» REQUIRED WORK:
In the entries below, copy only the lines from the one that contains "the clock hand" through the last line, exactly, and omit any pictures.

» SOURCE RECORDS:
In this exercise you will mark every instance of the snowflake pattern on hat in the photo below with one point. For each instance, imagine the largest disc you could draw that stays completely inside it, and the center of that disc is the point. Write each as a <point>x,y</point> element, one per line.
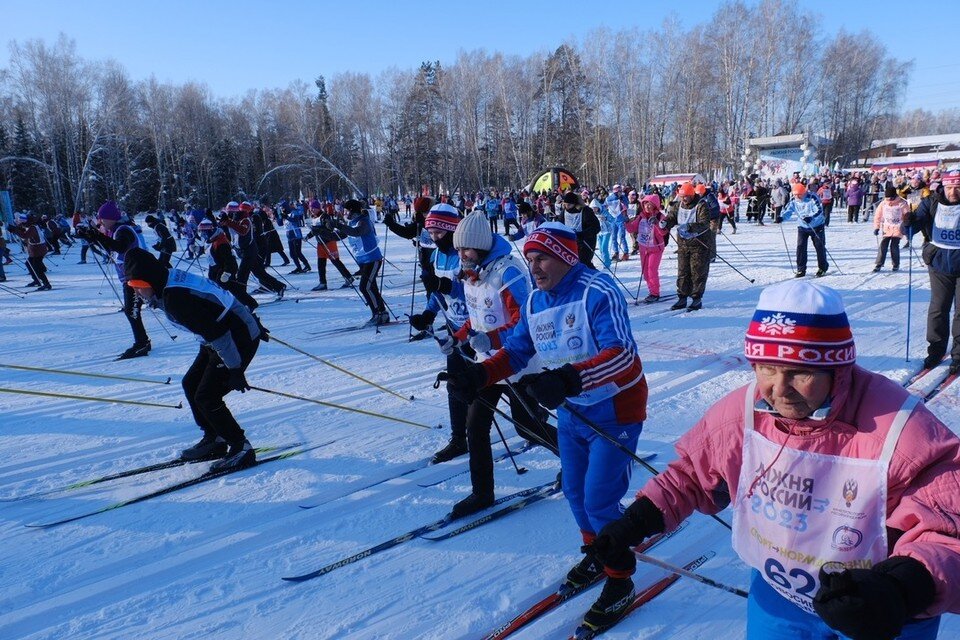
<point>777,325</point>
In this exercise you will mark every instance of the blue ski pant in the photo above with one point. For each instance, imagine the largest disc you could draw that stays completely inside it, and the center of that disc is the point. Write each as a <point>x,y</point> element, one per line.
<point>620,238</point>
<point>596,474</point>
<point>603,247</point>
<point>770,616</point>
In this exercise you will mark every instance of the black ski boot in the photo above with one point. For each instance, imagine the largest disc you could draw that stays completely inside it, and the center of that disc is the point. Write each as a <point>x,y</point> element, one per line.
<point>209,448</point>
<point>454,449</point>
<point>239,456</point>
<point>612,604</point>
<point>471,504</point>
<point>585,571</point>
<point>136,351</point>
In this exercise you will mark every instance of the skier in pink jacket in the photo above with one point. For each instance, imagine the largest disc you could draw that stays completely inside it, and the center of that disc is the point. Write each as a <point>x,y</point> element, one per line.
<point>844,488</point>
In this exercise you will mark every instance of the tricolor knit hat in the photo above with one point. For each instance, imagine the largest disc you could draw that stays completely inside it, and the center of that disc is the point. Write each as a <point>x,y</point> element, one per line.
<point>442,216</point>
<point>473,232</point>
<point>950,178</point>
<point>558,240</point>
<point>802,324</point>
<point>108,211</point>
<point>422,204</point>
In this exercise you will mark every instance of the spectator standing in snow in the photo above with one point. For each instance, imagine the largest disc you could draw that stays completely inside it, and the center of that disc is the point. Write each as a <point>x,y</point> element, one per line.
<point>882,556</point>
<point>887,219</point>
<point>939,217</point>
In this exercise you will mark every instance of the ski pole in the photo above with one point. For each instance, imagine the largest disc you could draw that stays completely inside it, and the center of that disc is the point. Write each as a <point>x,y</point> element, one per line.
<point>787,248</point>
<point>273,338</point>
<point>162,325</point>
<point>520,470</point>
<point>717,254</point>
<point>413,284</point>
<point>727,238</point>
<point>345,408</point>
<point>606,436</point>
<point>909,290</point>
<point>823,239</point>
<point>48,394</point>
<point>11,291</point>
<point>110,282</point>
<point>680,571</point>
<point>67,372</point>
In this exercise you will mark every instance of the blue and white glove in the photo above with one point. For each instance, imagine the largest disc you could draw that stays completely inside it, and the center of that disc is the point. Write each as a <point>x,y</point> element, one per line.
<point>480,342</point>
<point>448,345</point>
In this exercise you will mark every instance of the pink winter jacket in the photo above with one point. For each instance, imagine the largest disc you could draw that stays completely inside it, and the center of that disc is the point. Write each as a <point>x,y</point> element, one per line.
<point>923,492</point>
<point>886,213</point>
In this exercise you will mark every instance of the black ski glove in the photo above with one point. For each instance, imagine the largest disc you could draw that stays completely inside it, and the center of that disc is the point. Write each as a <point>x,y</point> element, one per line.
<point>553,386</point>
<point>873,604</point>
<point>264,332</point>
<point>612,544</point>
<point>238,381</point>
<point>465,379</point>
<point>422,321</point>
<point>441,285</point>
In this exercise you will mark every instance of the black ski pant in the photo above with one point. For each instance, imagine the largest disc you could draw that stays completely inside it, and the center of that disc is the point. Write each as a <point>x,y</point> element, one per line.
<point>322,269</point>
<point>818,235</point>
<point>368,286</point>
<point>38,270</point>
<point>693,267</point>
<point>205,384</point>
<point>296,253</point>
<point>132,306</point>
<point>457,407</point>
<point>480,417</point>
<point>251,263</point>
<point>894,244</point>
<point>944,293</point>
<point>426,267</point>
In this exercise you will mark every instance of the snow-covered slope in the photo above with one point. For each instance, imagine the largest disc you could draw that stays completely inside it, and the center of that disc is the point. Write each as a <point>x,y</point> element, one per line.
<point>207,562</point>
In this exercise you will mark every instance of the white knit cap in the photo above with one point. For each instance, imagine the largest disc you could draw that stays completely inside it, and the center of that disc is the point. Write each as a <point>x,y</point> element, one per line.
<point>473,232</point>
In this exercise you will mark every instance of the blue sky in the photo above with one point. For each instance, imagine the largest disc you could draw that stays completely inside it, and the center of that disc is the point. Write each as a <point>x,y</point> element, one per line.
<point>241,44</point>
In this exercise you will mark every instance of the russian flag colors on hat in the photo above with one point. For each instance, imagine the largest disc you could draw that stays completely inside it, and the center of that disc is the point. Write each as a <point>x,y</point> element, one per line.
<point>555,239</point>
<point>950,178</point>
<point>802,324</point>
<point>442,216</point>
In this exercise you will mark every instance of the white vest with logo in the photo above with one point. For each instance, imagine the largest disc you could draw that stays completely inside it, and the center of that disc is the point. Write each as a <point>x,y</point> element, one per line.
<point>809,509</point>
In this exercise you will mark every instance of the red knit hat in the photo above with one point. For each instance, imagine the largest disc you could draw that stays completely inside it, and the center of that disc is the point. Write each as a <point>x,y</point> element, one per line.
<point>556,239</point>
<point>802,324</point>
<point>442,216</point>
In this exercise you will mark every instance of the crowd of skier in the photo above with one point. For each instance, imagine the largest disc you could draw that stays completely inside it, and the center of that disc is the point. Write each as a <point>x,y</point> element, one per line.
<point>535,313</point>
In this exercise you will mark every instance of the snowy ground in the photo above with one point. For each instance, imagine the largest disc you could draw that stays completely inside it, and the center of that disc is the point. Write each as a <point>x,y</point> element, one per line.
<point>207,562</point>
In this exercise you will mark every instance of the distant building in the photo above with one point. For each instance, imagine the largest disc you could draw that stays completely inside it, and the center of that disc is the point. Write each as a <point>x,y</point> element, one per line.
<point>774,157</point>
<point>917,152</point>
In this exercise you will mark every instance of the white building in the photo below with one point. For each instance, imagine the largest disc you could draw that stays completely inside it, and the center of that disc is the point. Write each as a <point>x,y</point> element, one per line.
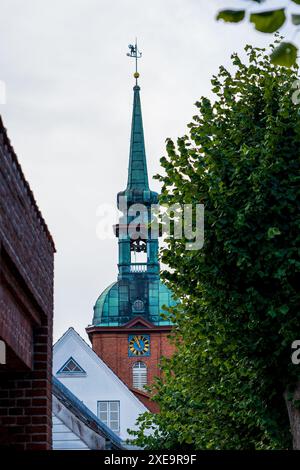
<point>75,427</point>
<point>80,369</point>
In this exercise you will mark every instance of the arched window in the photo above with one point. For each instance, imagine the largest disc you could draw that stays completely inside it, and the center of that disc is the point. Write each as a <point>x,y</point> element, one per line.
<point>139,375</point>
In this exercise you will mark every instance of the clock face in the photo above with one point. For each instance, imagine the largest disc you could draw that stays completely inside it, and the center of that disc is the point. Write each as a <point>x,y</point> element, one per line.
<point>138,345</point>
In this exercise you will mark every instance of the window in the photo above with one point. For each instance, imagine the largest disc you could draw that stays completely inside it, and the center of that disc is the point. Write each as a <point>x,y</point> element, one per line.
<point>71,367</point>
<point>109,414</point>
<point>139,375</point>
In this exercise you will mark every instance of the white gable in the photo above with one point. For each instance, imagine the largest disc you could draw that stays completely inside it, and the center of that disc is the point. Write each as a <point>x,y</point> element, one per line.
<point>99,384</point>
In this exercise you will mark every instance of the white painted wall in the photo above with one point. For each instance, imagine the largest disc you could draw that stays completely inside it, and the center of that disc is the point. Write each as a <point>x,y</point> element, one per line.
<point>63,438</point>
<point>100,383</point>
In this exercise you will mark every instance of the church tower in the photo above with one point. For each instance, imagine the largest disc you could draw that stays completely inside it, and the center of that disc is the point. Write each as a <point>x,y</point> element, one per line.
<point>128,331</point>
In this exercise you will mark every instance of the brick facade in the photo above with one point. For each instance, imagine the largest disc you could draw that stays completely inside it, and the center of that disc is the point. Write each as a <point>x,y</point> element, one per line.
<point>26,310</point>
<point>111,344</point>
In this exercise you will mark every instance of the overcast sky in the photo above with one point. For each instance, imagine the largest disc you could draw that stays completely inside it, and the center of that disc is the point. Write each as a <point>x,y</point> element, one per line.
<point>68,111</point>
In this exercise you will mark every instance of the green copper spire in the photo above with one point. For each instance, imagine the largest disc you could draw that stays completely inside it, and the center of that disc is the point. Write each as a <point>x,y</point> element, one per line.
<point>138,290</point>
<point>137,170</point>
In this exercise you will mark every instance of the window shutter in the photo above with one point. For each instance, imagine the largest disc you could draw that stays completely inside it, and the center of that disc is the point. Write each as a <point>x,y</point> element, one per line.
<point>139,375</point>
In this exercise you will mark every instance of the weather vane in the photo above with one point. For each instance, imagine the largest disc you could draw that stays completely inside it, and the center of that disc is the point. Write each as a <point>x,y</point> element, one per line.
<point>136,54</point>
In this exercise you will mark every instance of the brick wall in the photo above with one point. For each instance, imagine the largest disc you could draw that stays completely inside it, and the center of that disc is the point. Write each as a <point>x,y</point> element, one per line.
<point>26,310</point>
<point>112,347</point>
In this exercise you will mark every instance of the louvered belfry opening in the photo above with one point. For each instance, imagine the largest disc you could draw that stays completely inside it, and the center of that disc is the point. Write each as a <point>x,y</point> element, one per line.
<point>139,375</point>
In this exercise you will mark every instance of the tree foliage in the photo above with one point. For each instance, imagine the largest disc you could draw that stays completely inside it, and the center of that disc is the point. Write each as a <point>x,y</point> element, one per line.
<point>269,21</point>
<point>240,300</point>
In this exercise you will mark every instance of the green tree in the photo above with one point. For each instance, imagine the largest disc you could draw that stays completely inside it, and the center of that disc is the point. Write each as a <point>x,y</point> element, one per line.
<point>231,380</point>
<point>269,21</point>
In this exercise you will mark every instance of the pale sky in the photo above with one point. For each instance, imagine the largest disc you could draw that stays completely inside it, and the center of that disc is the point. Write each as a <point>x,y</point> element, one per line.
<point>68,111</point>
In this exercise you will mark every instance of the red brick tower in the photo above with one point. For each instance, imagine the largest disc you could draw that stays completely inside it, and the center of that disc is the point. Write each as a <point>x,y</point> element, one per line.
<point>128,331</point>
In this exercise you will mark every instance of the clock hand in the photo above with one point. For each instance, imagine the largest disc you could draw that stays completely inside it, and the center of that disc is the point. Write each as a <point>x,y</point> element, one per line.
<point>138,342</point>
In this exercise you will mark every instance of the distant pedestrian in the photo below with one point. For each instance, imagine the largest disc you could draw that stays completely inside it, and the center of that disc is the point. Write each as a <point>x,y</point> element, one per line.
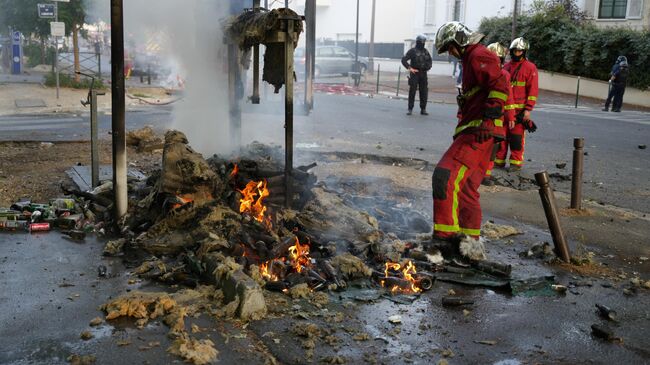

» ANSWER AREA:
In this exercise you will mark every instance of the clock hand in the photo above with one point. For each instance, imagine the largest disc you could draw that stays completely inside it, and the center of that disc is the point. Write each as a <point>x,y</point> element, one per line.
<point>138,342</point>
In this exercise you will mark every instance of the distant pedestrian in the photo below with one point. For each instance, imagine the largest disc you could draw that stays completely inside it, and the center of that disc is the point. Write each as a <point>x,y</point> element, one per line.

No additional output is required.